Dataset entries

=======

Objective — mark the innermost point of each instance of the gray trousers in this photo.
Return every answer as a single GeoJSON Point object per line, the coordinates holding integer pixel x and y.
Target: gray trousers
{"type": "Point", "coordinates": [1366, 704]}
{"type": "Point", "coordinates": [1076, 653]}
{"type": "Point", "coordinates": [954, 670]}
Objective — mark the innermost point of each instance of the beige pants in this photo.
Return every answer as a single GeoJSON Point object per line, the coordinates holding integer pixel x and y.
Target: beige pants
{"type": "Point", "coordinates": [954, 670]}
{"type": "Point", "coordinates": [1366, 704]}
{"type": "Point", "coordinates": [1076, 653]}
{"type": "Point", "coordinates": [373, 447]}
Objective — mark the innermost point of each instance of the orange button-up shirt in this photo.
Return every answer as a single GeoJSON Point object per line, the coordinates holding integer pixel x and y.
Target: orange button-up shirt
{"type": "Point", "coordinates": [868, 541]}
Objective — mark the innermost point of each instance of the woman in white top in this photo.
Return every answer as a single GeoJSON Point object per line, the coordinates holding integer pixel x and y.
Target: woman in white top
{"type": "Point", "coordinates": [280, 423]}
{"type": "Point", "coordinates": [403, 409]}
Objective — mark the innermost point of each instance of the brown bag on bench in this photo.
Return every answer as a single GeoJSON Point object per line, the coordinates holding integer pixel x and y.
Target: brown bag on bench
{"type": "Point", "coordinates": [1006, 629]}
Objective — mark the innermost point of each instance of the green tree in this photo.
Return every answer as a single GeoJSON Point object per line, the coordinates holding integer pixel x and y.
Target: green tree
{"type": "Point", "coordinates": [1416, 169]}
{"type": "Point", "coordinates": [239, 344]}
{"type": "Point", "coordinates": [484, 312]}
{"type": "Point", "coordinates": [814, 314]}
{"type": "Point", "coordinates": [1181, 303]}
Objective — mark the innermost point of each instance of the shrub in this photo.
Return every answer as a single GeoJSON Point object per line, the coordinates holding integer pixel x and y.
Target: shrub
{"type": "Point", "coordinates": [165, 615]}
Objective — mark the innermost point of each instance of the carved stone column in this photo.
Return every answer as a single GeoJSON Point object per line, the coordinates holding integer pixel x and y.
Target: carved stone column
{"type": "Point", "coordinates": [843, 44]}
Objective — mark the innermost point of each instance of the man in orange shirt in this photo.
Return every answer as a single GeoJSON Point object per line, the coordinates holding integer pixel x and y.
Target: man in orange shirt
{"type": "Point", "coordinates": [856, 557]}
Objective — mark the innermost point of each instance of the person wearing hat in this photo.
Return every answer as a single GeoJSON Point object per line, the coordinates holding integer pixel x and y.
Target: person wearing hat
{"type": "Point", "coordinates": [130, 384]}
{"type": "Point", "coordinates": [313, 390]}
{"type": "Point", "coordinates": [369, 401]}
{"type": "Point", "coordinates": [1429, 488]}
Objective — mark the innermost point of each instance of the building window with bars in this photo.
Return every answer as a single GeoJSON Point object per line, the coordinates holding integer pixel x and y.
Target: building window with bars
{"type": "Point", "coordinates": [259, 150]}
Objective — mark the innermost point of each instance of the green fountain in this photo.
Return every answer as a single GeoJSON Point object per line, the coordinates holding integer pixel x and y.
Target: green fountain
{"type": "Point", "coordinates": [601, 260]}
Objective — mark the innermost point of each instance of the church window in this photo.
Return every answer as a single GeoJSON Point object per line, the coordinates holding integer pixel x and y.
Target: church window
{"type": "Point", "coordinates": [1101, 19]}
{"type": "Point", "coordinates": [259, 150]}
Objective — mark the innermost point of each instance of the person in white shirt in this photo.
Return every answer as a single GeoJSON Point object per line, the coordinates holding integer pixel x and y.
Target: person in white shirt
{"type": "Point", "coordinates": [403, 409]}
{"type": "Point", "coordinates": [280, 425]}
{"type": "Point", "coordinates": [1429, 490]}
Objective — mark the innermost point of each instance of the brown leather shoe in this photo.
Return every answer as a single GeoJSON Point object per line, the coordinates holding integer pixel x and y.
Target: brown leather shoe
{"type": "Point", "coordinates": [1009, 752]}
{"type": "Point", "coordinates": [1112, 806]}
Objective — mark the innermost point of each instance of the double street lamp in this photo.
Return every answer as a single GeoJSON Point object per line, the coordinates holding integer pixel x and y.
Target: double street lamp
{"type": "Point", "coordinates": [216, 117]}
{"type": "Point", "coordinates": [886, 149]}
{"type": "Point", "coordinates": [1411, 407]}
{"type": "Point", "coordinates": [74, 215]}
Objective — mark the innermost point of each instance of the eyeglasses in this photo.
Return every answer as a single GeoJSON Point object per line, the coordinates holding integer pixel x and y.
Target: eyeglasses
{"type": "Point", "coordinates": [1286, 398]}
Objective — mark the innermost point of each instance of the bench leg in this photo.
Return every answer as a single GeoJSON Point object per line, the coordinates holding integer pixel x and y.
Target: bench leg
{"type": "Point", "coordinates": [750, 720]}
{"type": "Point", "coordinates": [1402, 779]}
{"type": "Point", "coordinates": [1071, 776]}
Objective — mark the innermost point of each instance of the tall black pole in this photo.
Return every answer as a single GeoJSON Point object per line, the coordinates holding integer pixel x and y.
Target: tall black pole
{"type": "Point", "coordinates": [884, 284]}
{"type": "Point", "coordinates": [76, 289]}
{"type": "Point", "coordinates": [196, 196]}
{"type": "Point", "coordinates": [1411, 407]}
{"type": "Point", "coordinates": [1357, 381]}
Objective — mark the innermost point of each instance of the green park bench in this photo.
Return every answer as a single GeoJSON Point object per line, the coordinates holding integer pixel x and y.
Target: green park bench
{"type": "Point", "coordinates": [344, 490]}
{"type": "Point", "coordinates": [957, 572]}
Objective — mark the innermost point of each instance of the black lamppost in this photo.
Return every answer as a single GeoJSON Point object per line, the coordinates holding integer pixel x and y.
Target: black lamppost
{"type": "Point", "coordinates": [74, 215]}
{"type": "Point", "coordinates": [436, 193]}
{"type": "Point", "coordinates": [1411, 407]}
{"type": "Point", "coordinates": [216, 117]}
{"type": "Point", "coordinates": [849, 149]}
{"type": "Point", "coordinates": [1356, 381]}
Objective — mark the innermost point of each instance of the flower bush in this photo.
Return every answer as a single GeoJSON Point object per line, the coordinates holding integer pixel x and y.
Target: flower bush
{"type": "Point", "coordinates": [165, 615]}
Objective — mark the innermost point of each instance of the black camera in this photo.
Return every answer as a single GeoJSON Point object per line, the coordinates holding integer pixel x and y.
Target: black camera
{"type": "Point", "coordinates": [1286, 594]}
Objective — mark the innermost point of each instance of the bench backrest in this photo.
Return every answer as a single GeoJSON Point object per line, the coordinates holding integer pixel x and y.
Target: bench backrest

=======

Problem to work on
Reproduce every record, matching each line exactly.

Your solution
Objective — mark the innermost point of each instance of the gray trousers in this photo.
Return every answer as a single GeoJSON Point object per line, the coordinates holding integer pixel x and y.
Target: gray trousers
{"type": "Point", "coordinates": [1366, 704]}
{"type": "Point", "coordinates": [1076, 653]}
{"type": "Point", "coordinates": [954, 670]}
Objective — mark the innermost point of each instance of the beige pants in this photo.
Return every answer as a single GeoJSON Point object per line, the coordinates holding integer pixel x and y.
Target: beige pants
{"type": "Point", "coordinates": [954, 670]}
{"type": "Point", "coordinates": [1366, 704]}
{"type": "Point", "coordinates": [1076, 653]}
{"type": "Point", "coordinates": [373, 447]}
Objective — mark the innermost point of each instance of the orange button-up shirt in this photo.
Return every answer as a single GeoJSON Point object per line, the coordinates holding integer pixel x and y.
Target: orange button-up shirt
{"type": "Point", "coordinates": [868, 541]}
Objective — mark the innermost point of each instance of the woman in white top in this photo.
Return every answer as a single GeoJSON Point object per line, the coordinates holding integer pixel x and y.
Target: woman in white top
{"type": "Point", "coordinates": [280, 423]}
{"type": "Point", "coordinates": [403, 409]}
Objective — mark the innermost point of each instance of the brown bag on bench in this photo.
Return every answer as a single GeoJSON Point object per line, the coordinates holding integer pixel x and y.
Target: brown bag on bench
{"type": "Point", "coordinates": [1006, 629]}
Objective — mark the innermost point of each instance of the green tree in this photo.
Return every answer as a single GeoJSON Point object per line, the coordinates holding integer pixel x and y.
Target: green tree
{"type": "Point", "coordinates": [1416, 169]}
{"type": "Point", "coordinates": [239, 344]}
{"type": "Point", "coordinates": [484, 312]}
{"type": "Point", "coordinates": [814, 314]}
{"type": "Point", "coordinates": [1181, 303]}
Objective — mark the innermost point of each instance of the shrub in this photo.
Return every answer as a single GeoJSON Point object per line, the coordinates holding integer pixel x and y.
Target: shrub
{"type": "Point", "coordinates": [165, 615]}
Objective — mark the innermost point of each instance of the carved stone column in this photo.
Return every answer as a single GeoJSON Point object per line, the coordinates holding integer pixel x and y.
Target: carved stone column
{"type": "Point", "coordinates": [843, 44]}
Objective — mark the innermost point of each instance of the man in orange shirt in this photo.
Return every answer as a single GeoJSON Point object per line, the coordinates holding integer pixel x and y.
Target: man in orange shirt
{"type": "Point", "coordinates": [856, 557]}
Objective — mark the innermost point of each instance of the person wearing hat in this photo.
Return every answer as a single GeoJSON Point object per line, the coordinates holding integer pixel x and y.
Target: person wearing hat
{"type": "Point", "coordinates": [130, 384]}
{"type": "Point", "coordinates": [313, 390]}
{"type": "Point", "coordinates": [369, 401]}
{"type": "Point", "coordinates": [1429, 488]}
Objective — mark the innermost point of each instance of the building window with bars in this photo.
Return every answer as a single GeoJSON Point object per line, the coordinates holding integer pixel x and y.
Target: building window with bars
{"type": "Point", "coordinates": [259, 150]}
Objective — mark the innermost point of each instance of the green fountain in this photo.
Return every answer as a single GeoJSON Point object per line, the coordinates holding integer pixel x and y.
Target: green fountain
{"type": "Point", "coordinates": [601, 260]}
Objective — mark the innermost point of each instance of the church window in this photo.
Return every answer as a single GeoJSON Point object per line, the coordinates holding integer pixel x and y.
Target: church window
{"type": "Point", "coordinates": [1101, 19]}
{"type": "Point", "coordinates": [259, 150]}
Objective — mark the innermost point of each instance of the person in white shirt in this photo.
Return every answer as a single GeoJSON Point object per line, the coordinates holding integer pixel x and y.
Target: person in white shirt
{"type": "Point", "coordinates": [403, 409]}
{"type": "Point", "coordinates": [280, 425]}
{"type": "Point", "coordinates": [1429, 490]}
Objective — mark the innermost point of each instance of the brown leather shoe in this photo.
Return every answer as a single GeoJSON Point object per line, the coordinates holding integer pixel x and y.
Target: brown leather shoe
{"type": "Point", "coordinates": [1009, 752]}
{"type": "Point", "coordinates": [1112, 806]}
Objective — mark the innermost point of each instance of the double street lamp in this photo.
Return every answer as a single GeoJSON Point object per line, the coordinates holding integer pixel x and y.
Target: double street lamp
{"type": "Point", "coordinates": [216, 117]}
{"type": "Point", "coordinates": [886, 149]}
{"type": "Point", "coordinates": [1411, 407]}
{"type": "Point", "coordinates": [74, 215]}
Objective — mark the innermost point of each instance of the eyeglasses in this photo.
Return every answer as a single GeoJSON Point object per line, the coordinates holding integer pixel x and y.
Target: eyeglasses
{"type": "Point", "coordinates": [1286, 398]}
Objective — mark the innermost point of each instance of the bench leg in this photo.
Return every answer as a single GeoJSON Point object per line, the coordinates holding integer pixel x and y.
Target: bench leg
{"type": "Point", "coordinates": [750, 720]}
{"type": "Point", "coordinates": [1402, 779]}
{"type": "Point", "coordinates": [1071, 776]}
Objective — mark the innermost point of each instance of the tall black pole in this photo.
Return every answer as a single GeoJSON Point object per line, the coordinates holding integer pixel x and y.
Target: tall black pole
{"type": "Point", "coordinates": [884, 284]}
{"type": "Point", "coordinates": [76, 289]}
{"type": "Point", "coordinates": [196, 196]}
{"type": "Point", "coordinates": [1411, 407]}
{"type": "Point", "coordinates": [1357, 381]}
Objective — mark the innermost point of each instance of the green park bench in this photo.
Return every answer as a single GeoJSON Point object per line, the coordinates holding integer pixel x and y.
Target: green park bench
{"type": "Point", "coordinates": [344, 490]}
{"type": "Point", "coordinates": [957, 572]}
Objective — mark the innermost point of each instance of the black lamppost in this photo.
Return every answer as a single GeoJSON Point object per line, the coordinates holding integer pixel x and y.
Target: black lamppost
{"type": "Point", "coordinates": [74, 215]}
{"type": "Point", "coordinates": [436, 193]}
{"type": "Point", "coordinates": [1411, 407]}
{"type": "Point", "coordinates": [216, 117]}
{"type": "Point", "coordinates": [849, 149]}
{"type": "Point", "coordinates": [1356, 381]}
Objective — mark the innermost point of each instance of the flower bush in this photo.
Return every answer as a single GeoJSON Point object per line, the coordinates holding integer pixel x and y.
Target: flower bush
{"type": "Point", "coordinates": [165, 615]}
Objective — mark the innermost point of each instance of the black camera in this photo.
Return every answer as a single GeoJSON Point object per line, the coordinates holding integer pixel x and y.
Target: black camera
{"type": "Point", "coordinates": [1286, 594]}
Objective — mark the innermost point of each instance of the bench backrest in this photo.
Return every answer as a single GeoJSON Point object per line, the coordinates holding integer pixel x and y.
Target: bench backrest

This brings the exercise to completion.